На ближайший год или более ни в какой такой программе участвовать не буду, ни в коем случае. Плохо мне там, бессмысленно, фальшиво. И как же много людей рвутся туда и готовы говорить на любую тему, лишь бы только напомнить о себе. Стыд мне и позор, что согласился. Только канал «Культура» и только по какому-то конкретному и понятному поводу.

Сегодня весь день с восьми утра провёл на съёмочной площадке фильма. Что за фильм и кто его снимает, говорить не буду, не уполномочен. Съёмочная площадка была в высшей степени колоритной – обычный московский рынок стройматериалов, какой есть в любом городе: павильончики со всякой строительной всячиной, соответствующие мужики. Играю я умного таджика, этакого местного мудреца и дервиша в масштабах рынка. Таджикский акцент у меня идёт не очень, но от меня этого и не требуют. Никогда во время съёмки непонятно, какое получится кино, но сниматься было весело.

**Выдержка из данных**.
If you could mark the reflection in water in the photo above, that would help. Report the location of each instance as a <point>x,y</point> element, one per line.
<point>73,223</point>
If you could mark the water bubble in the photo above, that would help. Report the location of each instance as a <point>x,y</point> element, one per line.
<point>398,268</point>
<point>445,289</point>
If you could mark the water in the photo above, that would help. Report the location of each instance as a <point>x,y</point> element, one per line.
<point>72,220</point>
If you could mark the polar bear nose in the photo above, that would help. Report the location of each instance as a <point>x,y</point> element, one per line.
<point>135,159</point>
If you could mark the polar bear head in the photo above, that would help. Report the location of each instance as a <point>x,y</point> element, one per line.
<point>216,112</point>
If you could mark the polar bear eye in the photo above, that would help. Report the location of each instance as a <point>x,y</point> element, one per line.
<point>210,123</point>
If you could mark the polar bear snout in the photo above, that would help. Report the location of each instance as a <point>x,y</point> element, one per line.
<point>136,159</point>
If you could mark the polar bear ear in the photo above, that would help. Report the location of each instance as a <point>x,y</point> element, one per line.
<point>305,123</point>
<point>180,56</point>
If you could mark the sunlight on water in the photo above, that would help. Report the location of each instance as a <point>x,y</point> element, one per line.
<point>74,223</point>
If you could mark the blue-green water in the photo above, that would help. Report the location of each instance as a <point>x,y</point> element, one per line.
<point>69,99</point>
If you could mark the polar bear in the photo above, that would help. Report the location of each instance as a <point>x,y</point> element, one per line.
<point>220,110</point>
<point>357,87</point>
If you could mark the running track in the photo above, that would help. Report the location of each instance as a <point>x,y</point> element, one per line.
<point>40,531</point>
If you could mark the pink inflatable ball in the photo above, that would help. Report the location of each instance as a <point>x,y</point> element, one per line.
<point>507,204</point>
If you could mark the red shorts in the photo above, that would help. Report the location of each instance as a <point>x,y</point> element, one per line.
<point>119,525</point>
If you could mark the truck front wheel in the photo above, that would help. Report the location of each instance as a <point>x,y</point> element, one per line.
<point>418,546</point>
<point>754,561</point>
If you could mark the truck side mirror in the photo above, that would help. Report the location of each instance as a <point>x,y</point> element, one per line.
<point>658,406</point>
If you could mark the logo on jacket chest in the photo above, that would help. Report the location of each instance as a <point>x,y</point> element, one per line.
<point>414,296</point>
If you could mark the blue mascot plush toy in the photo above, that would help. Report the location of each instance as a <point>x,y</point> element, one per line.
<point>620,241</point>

**Задание**.
Процитируйте исходный текст полностью, ничего не меняя.

**Решение**.
На ближайший год или более ни в какой такой программе участвовать не буду, ни в коем случае. Плохо мне там, бессмысленно, фальшиво. И как же много людей рвутся туда и готовы говорить на любую тему, лишь бы только напомнить о себе. Стыд мне и позор, что согласился. Только канал «Культура» и только по какому-то конкретному и понятному поводу.

Сегодня весь день с восьми утра провёл на съёмочной площадке фильма. Что за фильм и кто его снимает, говорить не буду, не уполномочен. Съёмочная площадка была в высшей степени колоритной – обычный московский рынок стройматериалов, какой есть в любом городе: павильончики со всякой строительной всячиной, соответствующие мужики. Играю я умного таджика, этакого местного мудреца и дервиша в масштабах рынка. Таджикский акцент у меня идёт не очень, но от меня этого и не требуют. Никогда во время съёмки непонятно, какое получится кино, но сниматься было весело.